> Work to complete
Gather every line of the records that contains the string "girl", treating case as significant.

> Supplied data

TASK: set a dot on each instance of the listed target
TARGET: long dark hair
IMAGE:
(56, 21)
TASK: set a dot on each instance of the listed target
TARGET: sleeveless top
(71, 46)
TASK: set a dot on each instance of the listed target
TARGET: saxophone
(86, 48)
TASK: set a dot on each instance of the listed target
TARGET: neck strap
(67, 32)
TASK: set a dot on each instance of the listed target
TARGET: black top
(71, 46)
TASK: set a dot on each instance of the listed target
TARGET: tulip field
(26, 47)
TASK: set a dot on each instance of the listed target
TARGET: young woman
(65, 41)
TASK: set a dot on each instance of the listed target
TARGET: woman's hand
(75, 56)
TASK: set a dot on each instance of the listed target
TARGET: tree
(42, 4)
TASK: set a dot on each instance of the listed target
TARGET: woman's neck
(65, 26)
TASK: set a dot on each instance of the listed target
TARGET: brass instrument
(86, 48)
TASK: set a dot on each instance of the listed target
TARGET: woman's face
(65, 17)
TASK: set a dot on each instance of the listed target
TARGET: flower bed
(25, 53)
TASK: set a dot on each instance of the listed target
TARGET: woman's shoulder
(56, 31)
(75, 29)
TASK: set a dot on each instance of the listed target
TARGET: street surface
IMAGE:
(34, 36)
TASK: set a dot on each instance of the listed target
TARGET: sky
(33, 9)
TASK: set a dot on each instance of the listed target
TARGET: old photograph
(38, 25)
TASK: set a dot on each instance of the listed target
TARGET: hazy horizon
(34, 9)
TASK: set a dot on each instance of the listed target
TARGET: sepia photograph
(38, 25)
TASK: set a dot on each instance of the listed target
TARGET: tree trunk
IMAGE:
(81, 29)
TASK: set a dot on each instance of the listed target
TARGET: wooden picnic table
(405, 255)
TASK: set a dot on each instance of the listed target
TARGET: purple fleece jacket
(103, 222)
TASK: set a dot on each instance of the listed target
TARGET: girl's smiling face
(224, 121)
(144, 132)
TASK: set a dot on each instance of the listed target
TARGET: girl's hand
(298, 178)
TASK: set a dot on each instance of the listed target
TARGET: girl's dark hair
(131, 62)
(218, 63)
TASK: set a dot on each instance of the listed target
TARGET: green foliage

> Task response
TARGET: girl's smiling face
TARGET: girl's hand
TARGET: girl's dark hair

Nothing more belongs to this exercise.